---- Data to use

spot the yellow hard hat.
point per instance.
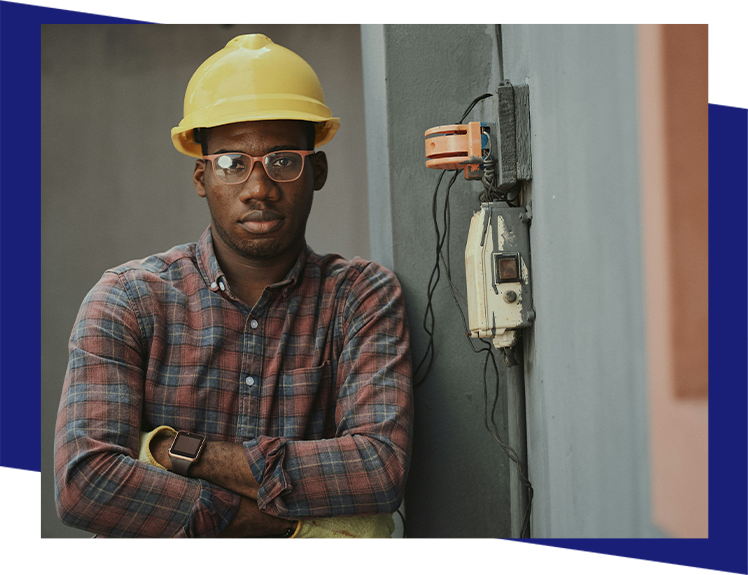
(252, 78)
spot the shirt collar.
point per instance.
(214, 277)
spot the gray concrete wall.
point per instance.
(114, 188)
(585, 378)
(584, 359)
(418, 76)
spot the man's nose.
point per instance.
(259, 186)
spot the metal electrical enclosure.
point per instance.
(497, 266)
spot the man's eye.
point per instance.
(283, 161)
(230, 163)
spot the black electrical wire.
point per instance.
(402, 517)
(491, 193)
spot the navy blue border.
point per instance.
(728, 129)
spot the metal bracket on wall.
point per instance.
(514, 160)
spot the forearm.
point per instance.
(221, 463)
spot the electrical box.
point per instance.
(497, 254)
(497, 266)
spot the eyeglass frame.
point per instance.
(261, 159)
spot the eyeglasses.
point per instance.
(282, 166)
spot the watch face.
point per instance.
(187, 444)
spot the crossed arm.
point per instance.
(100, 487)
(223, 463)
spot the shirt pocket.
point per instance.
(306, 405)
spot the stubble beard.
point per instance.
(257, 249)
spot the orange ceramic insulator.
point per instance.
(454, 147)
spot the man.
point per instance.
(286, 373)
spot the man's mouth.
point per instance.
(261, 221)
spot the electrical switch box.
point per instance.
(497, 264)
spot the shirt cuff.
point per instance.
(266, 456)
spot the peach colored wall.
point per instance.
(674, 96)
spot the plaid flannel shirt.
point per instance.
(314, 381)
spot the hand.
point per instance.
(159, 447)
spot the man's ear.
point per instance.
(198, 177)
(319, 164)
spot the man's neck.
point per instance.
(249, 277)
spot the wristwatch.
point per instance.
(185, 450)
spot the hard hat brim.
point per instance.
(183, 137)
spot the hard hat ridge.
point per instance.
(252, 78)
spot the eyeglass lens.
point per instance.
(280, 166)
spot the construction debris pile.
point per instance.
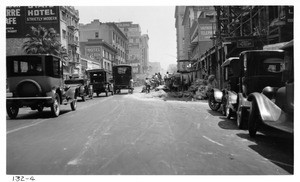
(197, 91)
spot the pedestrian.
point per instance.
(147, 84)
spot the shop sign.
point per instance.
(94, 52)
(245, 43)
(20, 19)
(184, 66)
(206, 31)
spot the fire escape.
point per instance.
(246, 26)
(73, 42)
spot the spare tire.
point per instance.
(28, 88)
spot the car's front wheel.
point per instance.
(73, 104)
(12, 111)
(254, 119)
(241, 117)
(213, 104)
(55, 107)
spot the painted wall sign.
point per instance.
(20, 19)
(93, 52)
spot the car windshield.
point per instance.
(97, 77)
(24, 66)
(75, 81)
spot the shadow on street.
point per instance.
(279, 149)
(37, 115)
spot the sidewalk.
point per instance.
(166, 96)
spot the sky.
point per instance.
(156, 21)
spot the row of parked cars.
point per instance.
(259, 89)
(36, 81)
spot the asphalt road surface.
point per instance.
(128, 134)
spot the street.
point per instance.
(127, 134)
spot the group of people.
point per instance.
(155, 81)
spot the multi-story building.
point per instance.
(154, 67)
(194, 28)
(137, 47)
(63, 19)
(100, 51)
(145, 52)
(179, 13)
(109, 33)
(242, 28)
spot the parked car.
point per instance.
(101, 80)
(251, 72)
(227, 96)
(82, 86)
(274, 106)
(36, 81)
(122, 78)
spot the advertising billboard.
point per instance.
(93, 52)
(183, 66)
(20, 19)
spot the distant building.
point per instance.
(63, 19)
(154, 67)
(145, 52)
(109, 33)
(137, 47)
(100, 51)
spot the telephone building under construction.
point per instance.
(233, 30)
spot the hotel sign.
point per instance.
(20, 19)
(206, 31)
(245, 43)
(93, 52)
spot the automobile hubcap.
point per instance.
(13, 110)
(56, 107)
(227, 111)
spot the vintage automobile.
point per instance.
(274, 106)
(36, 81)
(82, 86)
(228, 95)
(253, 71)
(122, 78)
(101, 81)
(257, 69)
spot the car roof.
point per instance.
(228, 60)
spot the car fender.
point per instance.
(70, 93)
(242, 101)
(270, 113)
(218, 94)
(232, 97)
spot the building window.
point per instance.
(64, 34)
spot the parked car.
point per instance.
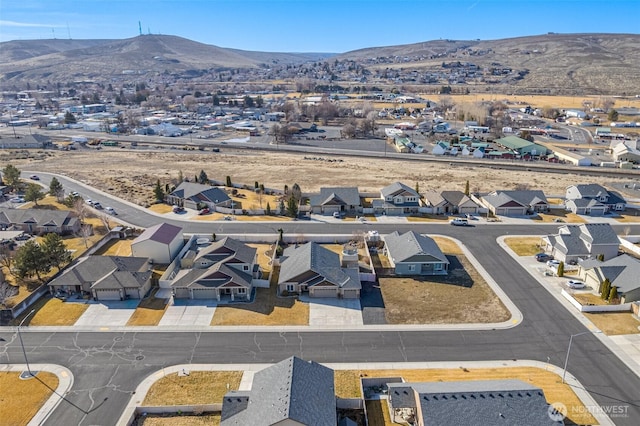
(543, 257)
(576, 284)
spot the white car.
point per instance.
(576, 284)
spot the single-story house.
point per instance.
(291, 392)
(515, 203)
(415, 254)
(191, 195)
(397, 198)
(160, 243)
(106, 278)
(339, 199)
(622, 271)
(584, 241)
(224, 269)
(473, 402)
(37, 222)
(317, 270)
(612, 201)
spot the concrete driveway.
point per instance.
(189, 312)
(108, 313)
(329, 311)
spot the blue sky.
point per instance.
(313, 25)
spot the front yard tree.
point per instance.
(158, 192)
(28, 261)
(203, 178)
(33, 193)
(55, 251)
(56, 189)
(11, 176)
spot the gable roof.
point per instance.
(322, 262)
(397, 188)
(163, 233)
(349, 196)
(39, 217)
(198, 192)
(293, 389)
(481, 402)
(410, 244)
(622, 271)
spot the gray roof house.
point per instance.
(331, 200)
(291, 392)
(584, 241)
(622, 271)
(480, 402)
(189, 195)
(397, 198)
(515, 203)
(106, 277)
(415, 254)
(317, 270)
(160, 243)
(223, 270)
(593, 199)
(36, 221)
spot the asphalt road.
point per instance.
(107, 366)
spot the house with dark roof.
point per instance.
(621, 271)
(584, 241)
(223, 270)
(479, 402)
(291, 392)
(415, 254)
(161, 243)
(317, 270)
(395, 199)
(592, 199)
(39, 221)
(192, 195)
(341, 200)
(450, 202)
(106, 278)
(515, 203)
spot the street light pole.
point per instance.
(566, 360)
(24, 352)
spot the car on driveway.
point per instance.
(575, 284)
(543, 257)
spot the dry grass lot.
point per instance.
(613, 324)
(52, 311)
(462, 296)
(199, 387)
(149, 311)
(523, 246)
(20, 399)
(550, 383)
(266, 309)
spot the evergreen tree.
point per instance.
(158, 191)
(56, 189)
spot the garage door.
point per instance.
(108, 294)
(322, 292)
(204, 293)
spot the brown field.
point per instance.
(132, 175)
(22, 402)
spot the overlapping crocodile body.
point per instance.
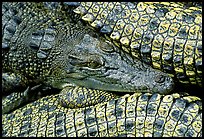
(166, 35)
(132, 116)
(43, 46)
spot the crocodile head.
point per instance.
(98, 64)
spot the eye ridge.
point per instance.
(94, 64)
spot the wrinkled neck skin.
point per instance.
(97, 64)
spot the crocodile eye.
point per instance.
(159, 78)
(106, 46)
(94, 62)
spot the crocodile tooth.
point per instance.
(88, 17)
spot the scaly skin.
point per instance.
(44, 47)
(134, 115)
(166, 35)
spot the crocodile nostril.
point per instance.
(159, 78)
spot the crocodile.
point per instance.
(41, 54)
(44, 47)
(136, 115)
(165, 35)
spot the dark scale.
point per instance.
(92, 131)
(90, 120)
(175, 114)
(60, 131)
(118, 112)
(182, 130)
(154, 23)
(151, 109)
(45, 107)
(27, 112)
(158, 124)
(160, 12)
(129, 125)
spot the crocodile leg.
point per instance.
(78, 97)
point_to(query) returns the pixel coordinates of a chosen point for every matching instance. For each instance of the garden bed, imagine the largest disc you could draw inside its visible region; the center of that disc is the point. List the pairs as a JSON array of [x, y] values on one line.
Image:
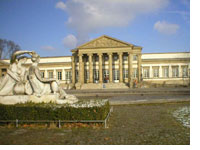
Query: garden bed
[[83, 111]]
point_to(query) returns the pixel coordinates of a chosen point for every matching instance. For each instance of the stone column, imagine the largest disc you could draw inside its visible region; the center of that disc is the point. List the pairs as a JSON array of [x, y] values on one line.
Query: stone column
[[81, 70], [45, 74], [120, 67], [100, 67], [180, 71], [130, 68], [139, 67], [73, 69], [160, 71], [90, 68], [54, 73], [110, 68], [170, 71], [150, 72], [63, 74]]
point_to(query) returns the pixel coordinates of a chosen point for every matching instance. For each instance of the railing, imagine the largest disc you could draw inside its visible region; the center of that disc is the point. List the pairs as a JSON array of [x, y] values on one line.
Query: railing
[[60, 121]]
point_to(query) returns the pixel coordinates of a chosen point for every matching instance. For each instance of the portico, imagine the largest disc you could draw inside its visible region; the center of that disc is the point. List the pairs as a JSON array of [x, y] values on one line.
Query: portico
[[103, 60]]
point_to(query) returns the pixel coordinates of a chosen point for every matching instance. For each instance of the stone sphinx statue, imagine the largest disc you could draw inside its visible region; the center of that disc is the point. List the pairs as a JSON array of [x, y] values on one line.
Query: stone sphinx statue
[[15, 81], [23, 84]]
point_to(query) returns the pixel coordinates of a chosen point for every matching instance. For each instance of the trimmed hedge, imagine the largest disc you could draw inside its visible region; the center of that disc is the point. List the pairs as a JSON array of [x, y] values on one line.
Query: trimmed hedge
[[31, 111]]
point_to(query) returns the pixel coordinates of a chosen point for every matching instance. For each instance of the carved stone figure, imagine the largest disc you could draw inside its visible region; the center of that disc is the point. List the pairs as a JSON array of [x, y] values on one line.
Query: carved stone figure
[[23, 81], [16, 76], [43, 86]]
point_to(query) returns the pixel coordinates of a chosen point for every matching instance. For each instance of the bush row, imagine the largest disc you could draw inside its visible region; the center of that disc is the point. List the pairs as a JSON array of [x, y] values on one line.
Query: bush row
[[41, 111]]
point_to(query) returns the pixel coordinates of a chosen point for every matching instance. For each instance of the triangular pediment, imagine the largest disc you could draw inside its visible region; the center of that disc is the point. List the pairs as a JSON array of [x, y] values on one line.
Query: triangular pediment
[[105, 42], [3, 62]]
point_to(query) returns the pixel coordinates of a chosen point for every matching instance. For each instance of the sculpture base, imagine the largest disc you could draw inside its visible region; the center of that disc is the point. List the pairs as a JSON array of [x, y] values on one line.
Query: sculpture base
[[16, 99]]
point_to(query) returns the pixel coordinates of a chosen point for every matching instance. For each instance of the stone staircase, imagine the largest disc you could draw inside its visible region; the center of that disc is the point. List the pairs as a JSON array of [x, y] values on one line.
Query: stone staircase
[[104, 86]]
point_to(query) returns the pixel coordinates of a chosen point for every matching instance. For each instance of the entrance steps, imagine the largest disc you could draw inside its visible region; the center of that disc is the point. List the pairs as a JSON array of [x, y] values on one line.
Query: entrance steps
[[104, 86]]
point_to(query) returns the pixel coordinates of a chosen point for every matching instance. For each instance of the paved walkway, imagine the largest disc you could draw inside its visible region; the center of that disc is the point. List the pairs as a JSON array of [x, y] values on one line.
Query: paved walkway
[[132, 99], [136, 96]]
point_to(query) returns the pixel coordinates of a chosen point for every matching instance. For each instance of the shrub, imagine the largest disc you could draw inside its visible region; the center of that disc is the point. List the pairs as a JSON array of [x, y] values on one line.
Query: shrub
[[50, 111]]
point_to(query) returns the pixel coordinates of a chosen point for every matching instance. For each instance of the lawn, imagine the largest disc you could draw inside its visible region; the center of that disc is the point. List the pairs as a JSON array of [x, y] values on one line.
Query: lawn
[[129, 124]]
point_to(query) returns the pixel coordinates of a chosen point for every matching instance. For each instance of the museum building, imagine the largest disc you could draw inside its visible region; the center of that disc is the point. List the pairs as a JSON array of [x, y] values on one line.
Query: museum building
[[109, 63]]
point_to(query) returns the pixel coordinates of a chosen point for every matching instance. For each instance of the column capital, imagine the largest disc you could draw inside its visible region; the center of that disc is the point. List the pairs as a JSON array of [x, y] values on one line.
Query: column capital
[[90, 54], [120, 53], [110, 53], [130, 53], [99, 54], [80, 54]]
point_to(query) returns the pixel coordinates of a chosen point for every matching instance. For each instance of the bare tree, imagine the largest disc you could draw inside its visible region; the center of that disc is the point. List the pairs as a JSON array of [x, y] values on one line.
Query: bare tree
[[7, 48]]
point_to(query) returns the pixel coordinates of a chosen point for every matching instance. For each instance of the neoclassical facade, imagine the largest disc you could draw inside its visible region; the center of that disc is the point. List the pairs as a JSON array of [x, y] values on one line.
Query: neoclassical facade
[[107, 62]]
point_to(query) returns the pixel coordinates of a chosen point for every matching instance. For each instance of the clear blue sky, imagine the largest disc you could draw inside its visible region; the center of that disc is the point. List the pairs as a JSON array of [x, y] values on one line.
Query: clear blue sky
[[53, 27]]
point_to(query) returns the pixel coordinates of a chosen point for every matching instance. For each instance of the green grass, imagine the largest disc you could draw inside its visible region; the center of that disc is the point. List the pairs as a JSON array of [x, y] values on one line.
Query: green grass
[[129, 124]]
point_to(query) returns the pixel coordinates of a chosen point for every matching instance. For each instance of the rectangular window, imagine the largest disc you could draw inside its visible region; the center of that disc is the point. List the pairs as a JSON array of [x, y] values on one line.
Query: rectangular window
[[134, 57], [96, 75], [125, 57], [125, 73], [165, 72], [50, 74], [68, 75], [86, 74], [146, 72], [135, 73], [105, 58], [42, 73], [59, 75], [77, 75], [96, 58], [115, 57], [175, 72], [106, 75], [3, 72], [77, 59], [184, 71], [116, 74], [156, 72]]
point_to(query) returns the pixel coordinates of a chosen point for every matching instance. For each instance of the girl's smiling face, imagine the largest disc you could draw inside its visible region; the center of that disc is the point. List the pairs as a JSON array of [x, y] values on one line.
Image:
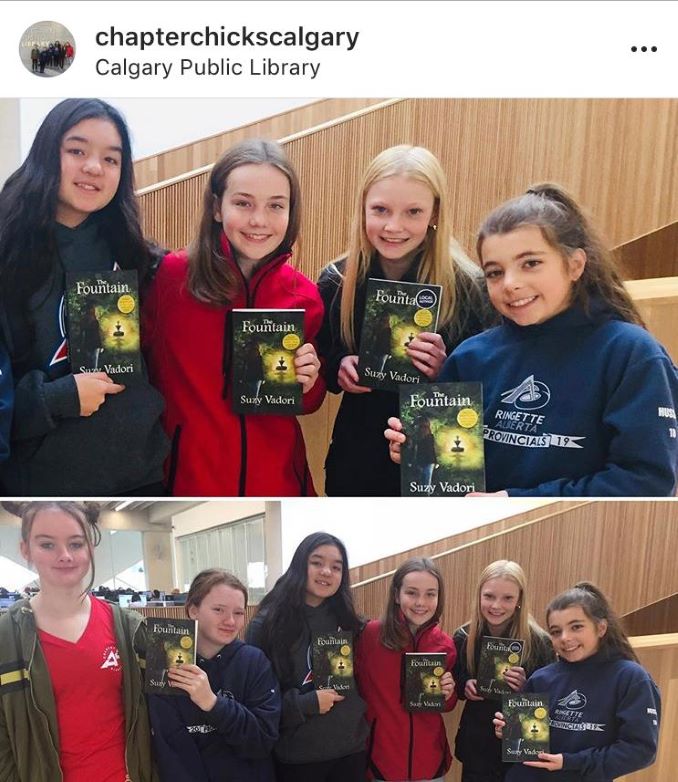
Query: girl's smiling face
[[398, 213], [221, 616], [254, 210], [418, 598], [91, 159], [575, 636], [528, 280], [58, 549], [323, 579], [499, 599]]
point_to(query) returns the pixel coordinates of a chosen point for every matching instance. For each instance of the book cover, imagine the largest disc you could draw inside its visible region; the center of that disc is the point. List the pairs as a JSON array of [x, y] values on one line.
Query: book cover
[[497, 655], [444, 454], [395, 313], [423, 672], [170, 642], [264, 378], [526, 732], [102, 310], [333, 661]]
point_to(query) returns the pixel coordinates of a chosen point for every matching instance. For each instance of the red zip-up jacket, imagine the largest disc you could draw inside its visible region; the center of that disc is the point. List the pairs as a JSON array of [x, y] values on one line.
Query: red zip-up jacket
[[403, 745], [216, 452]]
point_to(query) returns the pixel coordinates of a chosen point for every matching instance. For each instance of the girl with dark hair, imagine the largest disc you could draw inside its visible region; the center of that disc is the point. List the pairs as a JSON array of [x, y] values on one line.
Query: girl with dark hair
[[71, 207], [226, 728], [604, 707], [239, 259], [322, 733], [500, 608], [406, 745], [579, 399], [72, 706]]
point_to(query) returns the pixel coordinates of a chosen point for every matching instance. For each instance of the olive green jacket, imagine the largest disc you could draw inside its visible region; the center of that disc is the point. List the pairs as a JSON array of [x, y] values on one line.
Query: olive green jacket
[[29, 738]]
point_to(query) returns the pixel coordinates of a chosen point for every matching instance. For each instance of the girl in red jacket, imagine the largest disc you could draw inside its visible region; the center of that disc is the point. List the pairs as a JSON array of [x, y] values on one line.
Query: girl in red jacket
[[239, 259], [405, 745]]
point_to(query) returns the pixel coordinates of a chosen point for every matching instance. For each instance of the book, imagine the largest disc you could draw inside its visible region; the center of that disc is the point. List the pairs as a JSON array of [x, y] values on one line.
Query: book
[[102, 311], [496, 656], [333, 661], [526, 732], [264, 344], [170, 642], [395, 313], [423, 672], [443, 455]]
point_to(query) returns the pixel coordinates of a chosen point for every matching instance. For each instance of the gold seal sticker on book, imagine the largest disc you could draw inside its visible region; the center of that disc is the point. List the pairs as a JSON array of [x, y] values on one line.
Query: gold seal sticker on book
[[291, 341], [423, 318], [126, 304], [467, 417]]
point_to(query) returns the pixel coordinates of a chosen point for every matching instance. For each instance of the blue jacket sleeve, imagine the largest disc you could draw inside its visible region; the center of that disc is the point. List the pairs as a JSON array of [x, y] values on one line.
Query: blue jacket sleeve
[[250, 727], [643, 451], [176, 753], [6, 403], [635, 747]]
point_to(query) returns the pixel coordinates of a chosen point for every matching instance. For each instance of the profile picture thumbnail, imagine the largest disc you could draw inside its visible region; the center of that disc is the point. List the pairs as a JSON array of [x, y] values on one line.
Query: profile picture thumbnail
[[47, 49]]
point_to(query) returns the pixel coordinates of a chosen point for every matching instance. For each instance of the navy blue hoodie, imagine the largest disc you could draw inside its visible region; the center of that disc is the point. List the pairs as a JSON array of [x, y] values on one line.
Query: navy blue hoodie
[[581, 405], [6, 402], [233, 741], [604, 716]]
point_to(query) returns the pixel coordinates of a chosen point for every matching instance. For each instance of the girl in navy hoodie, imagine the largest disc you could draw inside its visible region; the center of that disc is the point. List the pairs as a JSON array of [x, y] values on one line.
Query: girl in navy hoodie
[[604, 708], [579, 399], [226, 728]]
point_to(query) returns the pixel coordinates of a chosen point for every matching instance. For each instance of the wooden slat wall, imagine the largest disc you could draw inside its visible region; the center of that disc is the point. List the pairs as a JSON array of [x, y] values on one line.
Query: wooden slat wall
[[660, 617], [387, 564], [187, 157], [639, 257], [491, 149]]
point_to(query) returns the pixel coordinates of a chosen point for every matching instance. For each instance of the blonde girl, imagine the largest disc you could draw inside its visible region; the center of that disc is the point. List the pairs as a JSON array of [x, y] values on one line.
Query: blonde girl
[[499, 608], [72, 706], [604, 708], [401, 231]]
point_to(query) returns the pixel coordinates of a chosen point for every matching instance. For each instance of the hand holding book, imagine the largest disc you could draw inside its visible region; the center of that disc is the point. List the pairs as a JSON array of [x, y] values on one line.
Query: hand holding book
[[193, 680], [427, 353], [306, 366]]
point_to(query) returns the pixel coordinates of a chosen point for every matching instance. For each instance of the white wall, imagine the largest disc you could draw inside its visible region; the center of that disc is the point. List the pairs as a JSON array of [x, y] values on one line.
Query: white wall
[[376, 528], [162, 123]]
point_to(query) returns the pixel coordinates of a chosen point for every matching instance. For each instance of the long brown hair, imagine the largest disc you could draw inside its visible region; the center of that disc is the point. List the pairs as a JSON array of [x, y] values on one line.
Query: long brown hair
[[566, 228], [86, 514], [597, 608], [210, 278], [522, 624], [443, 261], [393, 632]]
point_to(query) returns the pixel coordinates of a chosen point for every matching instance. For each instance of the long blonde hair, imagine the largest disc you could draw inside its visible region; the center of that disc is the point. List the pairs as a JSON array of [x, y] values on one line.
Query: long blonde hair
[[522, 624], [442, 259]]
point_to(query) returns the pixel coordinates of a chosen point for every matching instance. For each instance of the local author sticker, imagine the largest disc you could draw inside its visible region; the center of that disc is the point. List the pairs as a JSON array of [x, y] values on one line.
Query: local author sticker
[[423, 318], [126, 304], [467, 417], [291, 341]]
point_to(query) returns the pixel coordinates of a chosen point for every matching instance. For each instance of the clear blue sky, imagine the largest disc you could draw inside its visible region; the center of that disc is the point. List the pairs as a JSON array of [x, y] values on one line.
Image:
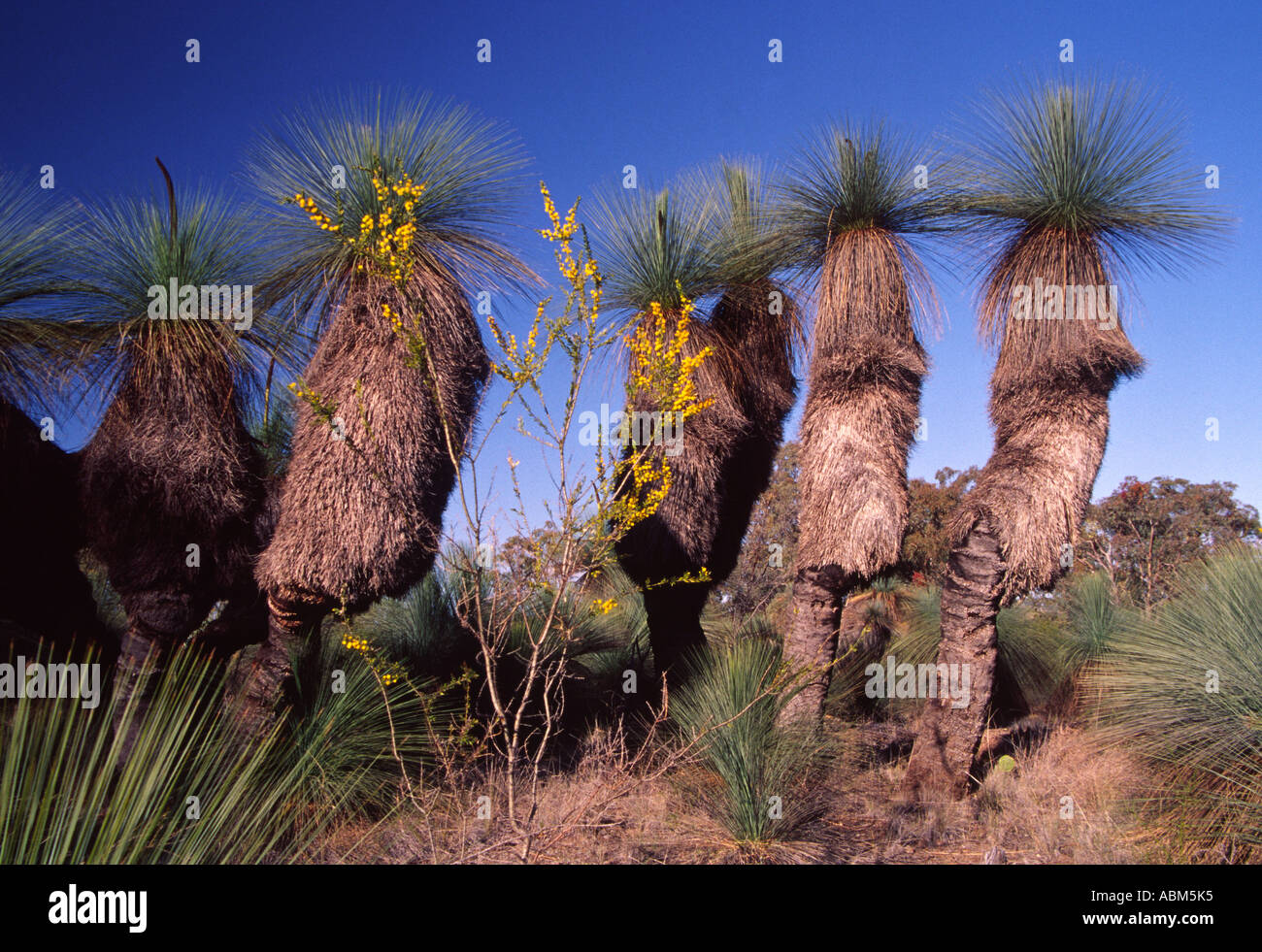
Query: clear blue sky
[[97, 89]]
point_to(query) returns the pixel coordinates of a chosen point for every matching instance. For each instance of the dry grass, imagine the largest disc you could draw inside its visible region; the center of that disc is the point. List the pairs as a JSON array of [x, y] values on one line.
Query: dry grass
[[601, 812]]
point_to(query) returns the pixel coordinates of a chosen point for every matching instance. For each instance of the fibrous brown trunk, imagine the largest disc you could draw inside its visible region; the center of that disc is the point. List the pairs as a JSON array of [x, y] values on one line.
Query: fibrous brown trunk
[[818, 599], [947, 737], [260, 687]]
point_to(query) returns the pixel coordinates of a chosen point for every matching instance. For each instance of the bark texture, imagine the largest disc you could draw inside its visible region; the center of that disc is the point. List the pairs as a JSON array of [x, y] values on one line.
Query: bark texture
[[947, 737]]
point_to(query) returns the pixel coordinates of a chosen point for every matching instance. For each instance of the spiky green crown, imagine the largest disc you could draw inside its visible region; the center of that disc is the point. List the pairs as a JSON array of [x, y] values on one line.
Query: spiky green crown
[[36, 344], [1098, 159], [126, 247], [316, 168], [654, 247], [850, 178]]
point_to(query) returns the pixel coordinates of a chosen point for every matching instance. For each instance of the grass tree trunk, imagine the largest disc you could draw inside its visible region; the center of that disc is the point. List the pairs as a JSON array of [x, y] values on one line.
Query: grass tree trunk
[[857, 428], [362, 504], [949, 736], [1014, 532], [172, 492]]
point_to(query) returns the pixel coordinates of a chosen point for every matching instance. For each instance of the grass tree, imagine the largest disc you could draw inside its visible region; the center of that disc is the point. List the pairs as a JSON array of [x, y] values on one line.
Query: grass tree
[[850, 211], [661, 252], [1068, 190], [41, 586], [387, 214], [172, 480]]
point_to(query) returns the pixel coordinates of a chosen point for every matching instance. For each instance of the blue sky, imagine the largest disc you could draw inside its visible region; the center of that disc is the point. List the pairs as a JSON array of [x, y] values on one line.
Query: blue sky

--------

> [Task description]: This task calls for each line of the material that contains "construction".

> [Output below]:
spot the construction debris pile.
spot the telephone building under construction.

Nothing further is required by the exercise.